** SELECTED PASSAGE **

It is now clear that the routine biochemistry and the indexes, related to OSA severity are not the best indicators neither for the cardiovascular derangements, nor for the metabolic disruptions. This leads the door open for future research that is mostly clinically oriented providing a good study design as well as reasonable and pathophysiologically related biomarkers.

Resistin is an adipocyte-derived cytokine (adipokine) that may contribute to the development of obesity [912], insulin resistance [13, 14] and the metabolic syndrome [15]. Recent studies have shown the causative association between resistin and systemic inflammation [16, 17], especially in the vascular endothelium [18]. From the viewpoint of inflammation, it is notable that plasma resistin concentrations increase with increasing inflammatory mediator levels, predicting the severity of coronary atherosclerosis [19]. An investigation of resistin and its role for the generation of insulin resistance in OSA therefore provides a better understanding of complex links between metabolic disorders and cardiovascular involvements in this syndrome.A lot of controversial data has been generated, discussing its role in insulin resistance in the general population but not in OSA patients.

Free fatty acids have been used as predisposing factors for insulin resistance for a long time as well as a cardioavascular risk factor. In addition in OSA patients they are associated with sympathetic activity. Their role in insulin resistance in OSA patients is still elusive [20, 21]. In contrast to these biomarkers isoprostanes are now generally assumed as reliable markers of oxidative stress, that could reflect the potential vascular damage a subject is exposed to [22, 23].

** REQUIRED WORK **
Please set down the whole passage above on OSA biomarkers, word for word.

** DATA EXTRACT **
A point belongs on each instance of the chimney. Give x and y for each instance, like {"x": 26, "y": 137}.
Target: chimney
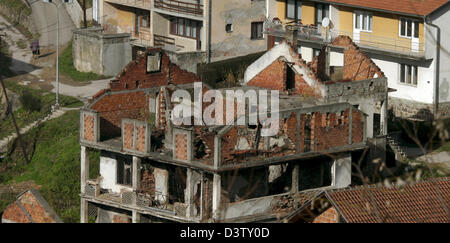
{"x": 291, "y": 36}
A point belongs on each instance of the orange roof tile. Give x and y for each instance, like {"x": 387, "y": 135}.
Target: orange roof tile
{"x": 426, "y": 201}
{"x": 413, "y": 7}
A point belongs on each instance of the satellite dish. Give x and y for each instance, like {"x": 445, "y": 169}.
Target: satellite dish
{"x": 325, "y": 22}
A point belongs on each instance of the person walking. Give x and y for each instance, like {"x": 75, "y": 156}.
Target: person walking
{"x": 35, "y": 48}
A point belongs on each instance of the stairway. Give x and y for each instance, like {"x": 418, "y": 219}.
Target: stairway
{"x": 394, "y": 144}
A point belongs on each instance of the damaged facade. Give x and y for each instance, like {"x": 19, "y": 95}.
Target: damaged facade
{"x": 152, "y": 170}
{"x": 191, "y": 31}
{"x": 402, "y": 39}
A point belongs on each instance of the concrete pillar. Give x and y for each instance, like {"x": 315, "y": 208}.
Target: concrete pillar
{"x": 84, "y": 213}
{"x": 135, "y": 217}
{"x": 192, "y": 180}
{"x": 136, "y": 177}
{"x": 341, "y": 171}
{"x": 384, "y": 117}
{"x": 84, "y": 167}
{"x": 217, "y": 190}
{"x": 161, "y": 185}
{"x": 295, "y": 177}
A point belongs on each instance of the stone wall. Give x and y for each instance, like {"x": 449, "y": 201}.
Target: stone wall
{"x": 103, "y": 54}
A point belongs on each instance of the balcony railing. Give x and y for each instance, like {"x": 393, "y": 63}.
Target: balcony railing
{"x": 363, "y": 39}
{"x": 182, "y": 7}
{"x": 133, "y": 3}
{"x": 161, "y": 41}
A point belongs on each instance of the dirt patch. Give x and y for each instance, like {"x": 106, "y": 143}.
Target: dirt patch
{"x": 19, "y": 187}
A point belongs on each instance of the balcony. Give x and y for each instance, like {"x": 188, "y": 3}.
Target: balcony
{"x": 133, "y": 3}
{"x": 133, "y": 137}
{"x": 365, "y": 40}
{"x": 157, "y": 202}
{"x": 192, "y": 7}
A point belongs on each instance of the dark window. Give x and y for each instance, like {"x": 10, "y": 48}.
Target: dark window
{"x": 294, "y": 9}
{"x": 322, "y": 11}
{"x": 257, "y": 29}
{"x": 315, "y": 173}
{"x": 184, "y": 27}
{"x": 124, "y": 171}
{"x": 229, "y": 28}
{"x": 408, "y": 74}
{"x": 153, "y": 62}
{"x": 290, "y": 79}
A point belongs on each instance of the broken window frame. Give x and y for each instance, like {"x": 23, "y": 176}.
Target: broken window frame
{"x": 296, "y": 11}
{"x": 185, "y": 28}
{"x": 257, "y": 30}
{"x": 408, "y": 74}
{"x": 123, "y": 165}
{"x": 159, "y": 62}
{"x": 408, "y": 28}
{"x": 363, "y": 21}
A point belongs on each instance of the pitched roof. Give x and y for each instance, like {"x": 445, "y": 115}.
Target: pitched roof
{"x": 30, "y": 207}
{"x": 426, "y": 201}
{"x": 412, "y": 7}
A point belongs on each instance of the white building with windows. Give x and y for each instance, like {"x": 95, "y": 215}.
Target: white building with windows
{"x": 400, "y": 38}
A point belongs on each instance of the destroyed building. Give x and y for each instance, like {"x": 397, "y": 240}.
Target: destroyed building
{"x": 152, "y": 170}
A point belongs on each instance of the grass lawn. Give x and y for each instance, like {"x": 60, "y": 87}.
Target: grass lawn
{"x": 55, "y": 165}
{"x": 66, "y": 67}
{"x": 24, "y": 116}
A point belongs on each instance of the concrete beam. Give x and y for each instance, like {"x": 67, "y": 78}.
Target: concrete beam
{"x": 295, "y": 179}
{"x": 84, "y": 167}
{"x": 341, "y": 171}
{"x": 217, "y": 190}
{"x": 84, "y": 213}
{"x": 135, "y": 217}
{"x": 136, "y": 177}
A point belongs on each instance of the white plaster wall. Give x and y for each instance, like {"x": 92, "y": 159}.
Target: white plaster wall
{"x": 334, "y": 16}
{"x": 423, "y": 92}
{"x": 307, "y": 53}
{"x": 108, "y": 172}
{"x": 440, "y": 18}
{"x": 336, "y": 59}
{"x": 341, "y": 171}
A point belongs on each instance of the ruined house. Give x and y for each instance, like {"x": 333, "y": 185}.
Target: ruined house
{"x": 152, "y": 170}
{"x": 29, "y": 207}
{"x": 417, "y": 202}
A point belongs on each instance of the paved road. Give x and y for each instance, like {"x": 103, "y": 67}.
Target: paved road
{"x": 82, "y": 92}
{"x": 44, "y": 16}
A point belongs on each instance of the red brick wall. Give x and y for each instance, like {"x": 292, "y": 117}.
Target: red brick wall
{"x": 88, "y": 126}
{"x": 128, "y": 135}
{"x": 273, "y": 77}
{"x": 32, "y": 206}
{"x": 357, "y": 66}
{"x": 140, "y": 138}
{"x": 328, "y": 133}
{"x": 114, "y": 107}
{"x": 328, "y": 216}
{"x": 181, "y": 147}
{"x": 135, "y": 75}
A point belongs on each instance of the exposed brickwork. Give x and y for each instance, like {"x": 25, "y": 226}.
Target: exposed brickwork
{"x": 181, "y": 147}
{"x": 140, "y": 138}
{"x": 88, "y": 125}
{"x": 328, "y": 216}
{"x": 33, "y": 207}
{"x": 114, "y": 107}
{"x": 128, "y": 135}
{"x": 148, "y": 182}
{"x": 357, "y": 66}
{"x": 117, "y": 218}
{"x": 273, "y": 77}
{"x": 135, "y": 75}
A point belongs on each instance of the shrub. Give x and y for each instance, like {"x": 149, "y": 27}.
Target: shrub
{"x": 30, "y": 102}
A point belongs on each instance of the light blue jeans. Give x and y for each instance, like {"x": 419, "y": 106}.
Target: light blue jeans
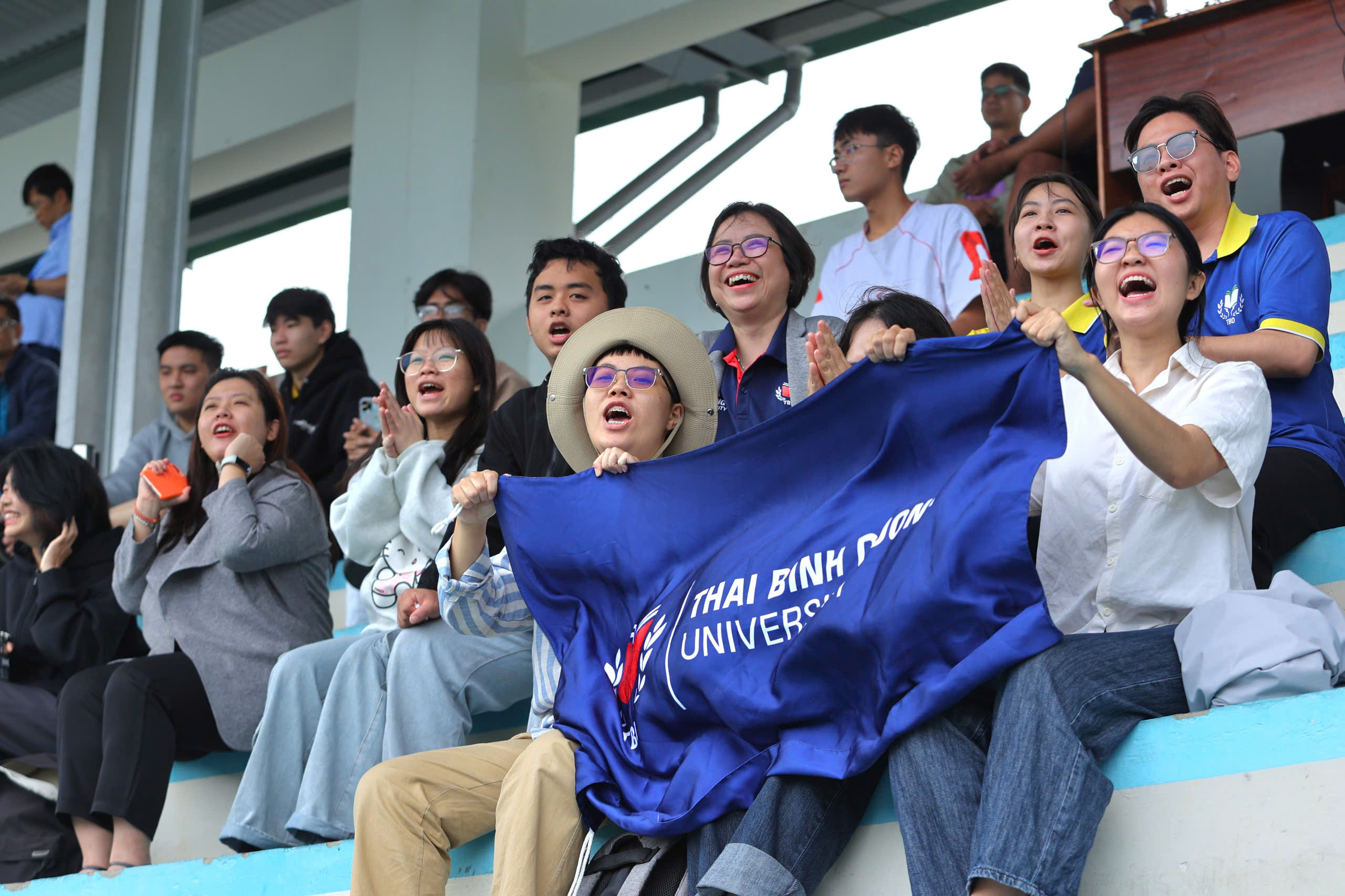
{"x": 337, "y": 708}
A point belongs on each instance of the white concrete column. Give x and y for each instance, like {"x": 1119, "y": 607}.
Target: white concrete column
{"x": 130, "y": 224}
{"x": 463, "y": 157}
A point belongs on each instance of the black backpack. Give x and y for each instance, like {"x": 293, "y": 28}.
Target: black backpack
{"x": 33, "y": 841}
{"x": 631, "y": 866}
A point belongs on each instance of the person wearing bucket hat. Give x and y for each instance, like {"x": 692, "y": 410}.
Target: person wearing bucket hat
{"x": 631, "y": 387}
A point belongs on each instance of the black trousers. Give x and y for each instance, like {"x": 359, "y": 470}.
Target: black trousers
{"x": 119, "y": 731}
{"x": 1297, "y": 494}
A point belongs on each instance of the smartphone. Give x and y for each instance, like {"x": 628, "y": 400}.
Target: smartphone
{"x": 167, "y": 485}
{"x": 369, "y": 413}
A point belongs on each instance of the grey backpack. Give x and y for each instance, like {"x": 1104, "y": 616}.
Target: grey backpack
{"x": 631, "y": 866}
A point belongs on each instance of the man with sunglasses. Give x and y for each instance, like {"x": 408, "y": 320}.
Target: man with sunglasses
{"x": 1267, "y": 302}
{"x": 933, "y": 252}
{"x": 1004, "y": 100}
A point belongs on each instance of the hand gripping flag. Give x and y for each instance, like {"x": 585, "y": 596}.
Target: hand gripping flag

** TASK RESPONSE **
It is now clear that the routine biochemistry and the indexes, related to OSA severity are not the best indicators neither for the cardiovascular derangements, nor for the metabolic disruptions. This leads the door open for future research that is mostly clinically oriented providing a good study design as well as reasonable and pathophysiologically related biomarkers.

Resistin is an adipocyte-derived cytokine (adipokine) that may contribute to the development of obesity [912], insulin resistance [13, 14] and the metabolic syndrome [15]. Recent studies have shown the causative association between resistin and systemic inflammation [16, 17], especially in the vascular endothelium [18]. From the viewpoint of inflammation, it is notable that plasma resistin concentrations increase with increasing inflammatory mediator levels, predicting the severity of coronary atherosclerosis [19]. An investigation of resistin and its role for the generation of insulin resistance in OSA therefore provides a better understanding of complex links between metabolic disorders and cardiovascular involvements in this syndrome.A lot of controversial data has been generated, discussing its role in insulin resistance in the general population but not in OSA patients.

Free fatty acids have been used as predisposing factors for insulin resistance for a long time as well as a cardioavascular risk factor. In addition in OSA patients they are associated with sympathetic activity. Their role in insulin resistance in OSA patients is still elusive [20, 21]. In contrast to these biomarkers isoprostanes are now generally assumed as reliable markers of oxidative stress, that could reflect the potential vascular damage a subject is exposed to [22, 23].